- Excerpts from point annotation data -

+--

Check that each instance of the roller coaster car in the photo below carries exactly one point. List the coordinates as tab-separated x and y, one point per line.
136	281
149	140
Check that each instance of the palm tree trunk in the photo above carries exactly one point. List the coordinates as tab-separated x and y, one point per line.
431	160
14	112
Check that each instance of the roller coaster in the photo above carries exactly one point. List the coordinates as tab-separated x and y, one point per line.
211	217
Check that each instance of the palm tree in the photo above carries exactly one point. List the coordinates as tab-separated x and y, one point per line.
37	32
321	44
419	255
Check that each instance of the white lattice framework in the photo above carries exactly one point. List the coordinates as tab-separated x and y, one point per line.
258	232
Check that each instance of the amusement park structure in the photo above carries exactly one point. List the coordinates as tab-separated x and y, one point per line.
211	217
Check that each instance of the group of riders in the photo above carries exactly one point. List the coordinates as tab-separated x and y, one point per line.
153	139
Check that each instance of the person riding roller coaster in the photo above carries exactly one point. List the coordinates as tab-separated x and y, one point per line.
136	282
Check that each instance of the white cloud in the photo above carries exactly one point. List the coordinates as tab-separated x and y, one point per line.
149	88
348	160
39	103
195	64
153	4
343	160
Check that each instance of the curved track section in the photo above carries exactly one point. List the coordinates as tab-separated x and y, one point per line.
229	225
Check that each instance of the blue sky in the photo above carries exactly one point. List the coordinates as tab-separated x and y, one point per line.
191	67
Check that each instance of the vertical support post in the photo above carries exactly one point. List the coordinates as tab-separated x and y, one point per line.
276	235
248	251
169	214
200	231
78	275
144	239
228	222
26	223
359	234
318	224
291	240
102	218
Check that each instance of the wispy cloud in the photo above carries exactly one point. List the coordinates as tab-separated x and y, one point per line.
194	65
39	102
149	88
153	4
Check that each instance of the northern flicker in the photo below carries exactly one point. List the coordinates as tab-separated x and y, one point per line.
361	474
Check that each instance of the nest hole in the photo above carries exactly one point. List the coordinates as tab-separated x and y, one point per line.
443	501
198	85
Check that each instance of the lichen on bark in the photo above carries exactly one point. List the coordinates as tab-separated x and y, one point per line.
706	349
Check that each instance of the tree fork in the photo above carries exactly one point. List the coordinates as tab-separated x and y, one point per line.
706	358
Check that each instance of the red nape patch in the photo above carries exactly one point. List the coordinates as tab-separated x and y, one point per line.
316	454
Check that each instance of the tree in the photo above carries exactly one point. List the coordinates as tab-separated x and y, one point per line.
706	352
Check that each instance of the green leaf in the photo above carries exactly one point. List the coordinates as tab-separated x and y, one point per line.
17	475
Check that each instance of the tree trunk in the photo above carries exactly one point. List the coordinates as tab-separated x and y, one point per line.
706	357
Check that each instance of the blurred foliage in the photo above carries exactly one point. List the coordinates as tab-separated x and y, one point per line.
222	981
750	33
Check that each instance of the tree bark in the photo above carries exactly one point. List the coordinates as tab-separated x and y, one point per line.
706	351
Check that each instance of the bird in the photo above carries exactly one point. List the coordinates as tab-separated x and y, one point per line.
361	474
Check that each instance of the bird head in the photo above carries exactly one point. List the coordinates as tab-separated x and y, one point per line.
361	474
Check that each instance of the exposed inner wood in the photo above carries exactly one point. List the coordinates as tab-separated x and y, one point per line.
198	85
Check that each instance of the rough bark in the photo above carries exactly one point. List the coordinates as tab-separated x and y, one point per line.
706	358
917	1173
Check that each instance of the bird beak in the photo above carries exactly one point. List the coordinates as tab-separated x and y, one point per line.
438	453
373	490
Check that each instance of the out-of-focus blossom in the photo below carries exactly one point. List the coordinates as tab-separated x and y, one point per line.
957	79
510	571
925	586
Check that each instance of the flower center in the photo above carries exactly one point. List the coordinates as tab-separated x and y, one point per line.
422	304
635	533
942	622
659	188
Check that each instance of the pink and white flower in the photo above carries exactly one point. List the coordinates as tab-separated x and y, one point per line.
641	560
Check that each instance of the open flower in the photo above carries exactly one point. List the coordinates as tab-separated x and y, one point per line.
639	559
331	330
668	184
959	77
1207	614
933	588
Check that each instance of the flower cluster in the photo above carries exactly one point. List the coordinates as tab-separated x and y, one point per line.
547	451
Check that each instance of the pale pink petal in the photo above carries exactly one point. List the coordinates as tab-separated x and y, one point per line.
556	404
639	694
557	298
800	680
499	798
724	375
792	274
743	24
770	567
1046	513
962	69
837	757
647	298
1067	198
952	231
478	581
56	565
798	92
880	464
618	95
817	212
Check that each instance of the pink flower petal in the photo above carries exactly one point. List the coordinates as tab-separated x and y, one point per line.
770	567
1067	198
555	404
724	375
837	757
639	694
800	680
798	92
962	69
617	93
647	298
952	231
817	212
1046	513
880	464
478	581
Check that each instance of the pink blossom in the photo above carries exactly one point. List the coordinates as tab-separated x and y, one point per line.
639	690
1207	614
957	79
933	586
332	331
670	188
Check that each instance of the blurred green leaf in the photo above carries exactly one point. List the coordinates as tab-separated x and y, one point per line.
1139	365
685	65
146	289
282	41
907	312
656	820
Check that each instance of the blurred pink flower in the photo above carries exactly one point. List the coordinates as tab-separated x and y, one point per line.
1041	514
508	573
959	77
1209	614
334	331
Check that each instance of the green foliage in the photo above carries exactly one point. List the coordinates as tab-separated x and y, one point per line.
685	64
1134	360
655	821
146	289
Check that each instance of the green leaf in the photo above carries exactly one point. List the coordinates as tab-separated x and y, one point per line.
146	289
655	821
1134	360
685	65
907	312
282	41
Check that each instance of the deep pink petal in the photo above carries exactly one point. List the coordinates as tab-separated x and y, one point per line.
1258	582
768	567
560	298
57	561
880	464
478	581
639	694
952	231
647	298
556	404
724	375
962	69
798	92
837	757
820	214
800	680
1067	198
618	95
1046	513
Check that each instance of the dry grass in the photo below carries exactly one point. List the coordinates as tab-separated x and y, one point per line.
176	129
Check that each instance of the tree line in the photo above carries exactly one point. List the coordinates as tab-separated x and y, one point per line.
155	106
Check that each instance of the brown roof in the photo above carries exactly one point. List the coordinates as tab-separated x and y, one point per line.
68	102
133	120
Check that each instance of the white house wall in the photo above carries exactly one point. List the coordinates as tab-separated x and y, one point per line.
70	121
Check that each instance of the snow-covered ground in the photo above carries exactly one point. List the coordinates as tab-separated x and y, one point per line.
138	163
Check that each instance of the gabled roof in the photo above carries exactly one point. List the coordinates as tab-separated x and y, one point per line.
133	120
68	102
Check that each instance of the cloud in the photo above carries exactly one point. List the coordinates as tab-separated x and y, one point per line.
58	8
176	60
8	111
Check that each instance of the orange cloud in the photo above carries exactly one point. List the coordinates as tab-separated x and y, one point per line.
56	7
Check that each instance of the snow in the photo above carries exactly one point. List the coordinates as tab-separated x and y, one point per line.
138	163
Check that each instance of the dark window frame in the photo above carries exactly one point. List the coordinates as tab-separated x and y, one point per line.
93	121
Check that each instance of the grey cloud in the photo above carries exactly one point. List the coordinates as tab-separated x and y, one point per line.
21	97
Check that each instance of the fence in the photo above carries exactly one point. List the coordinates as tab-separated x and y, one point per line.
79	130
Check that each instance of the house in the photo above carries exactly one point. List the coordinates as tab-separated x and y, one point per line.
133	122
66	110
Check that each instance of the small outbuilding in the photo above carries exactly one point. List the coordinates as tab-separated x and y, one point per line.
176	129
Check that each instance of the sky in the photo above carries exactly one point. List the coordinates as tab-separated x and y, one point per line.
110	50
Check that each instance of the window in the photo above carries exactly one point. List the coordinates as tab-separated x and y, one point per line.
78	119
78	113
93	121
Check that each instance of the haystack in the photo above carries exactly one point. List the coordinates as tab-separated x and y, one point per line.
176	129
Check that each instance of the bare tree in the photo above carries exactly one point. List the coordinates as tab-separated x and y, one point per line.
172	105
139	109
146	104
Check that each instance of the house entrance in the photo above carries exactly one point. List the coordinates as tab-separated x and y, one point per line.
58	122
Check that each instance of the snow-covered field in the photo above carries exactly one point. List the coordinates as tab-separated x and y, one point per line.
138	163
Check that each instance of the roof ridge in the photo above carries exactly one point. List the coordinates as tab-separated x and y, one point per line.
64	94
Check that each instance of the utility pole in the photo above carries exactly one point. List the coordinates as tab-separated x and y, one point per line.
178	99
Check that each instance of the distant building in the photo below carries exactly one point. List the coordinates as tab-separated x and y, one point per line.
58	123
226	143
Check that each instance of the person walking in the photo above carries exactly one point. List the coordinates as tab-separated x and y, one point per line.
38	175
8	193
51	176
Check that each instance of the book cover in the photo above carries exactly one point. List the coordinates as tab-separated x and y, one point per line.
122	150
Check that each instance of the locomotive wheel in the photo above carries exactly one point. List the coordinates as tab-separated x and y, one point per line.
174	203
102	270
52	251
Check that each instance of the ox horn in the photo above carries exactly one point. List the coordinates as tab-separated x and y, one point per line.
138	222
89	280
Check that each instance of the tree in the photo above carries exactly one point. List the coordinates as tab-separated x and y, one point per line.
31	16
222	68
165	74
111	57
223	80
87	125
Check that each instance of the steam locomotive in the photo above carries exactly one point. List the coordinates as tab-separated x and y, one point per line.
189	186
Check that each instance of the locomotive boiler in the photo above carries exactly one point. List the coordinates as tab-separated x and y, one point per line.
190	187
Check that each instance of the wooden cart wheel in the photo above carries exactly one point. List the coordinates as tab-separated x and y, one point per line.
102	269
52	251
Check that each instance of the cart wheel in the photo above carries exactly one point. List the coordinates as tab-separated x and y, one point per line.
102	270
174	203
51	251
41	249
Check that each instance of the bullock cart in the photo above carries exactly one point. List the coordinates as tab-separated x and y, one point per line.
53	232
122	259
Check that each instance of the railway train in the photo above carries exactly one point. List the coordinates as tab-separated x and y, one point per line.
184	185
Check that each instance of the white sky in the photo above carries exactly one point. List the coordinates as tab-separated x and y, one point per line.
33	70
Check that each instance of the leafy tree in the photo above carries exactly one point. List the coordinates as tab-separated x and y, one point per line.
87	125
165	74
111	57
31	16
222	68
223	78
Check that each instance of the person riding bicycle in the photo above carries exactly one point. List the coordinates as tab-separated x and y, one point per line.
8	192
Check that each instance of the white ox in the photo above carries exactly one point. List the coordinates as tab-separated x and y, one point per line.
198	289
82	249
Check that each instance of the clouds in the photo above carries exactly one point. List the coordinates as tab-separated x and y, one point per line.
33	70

+--

- What is required -
Rewrite the stretch from the line containing "Check that each instance of the railway" through the end of the records, swapping "leafy tree" for "pine tree" and leaving all else unchanged.

- Answer in full -
Check that each instance of the railway train in the photo above carries exactly one point. List the coordinates as tab-separated x and y, one point per line.
184	185
Check that each instance of the white sky in the photo above carries exactly one point. List the coordinates as tab-separated x and y, one point per line.
33	70
Check that each instance of the pine tree in the photo above carries exactly one point. List the coordinates as tab-separated x and y, one point per line.
87	125
165	74
111	57
31	16
222	68
223	78
Check that each instance of the person riding bicycle in the photo above carries exactly one point. List the coordinates as tab-separated x and y, one point per line.
8	192
Check that each instance of the white ox in the photo above carries exactly one point. List the coordinates as tab-separated x and y, one point per line.
198	289
82	249
Check that each instance of the clouds in the photo above carries exactly one point. List the coordinates as tab-separated x and y, one point per line.
33	70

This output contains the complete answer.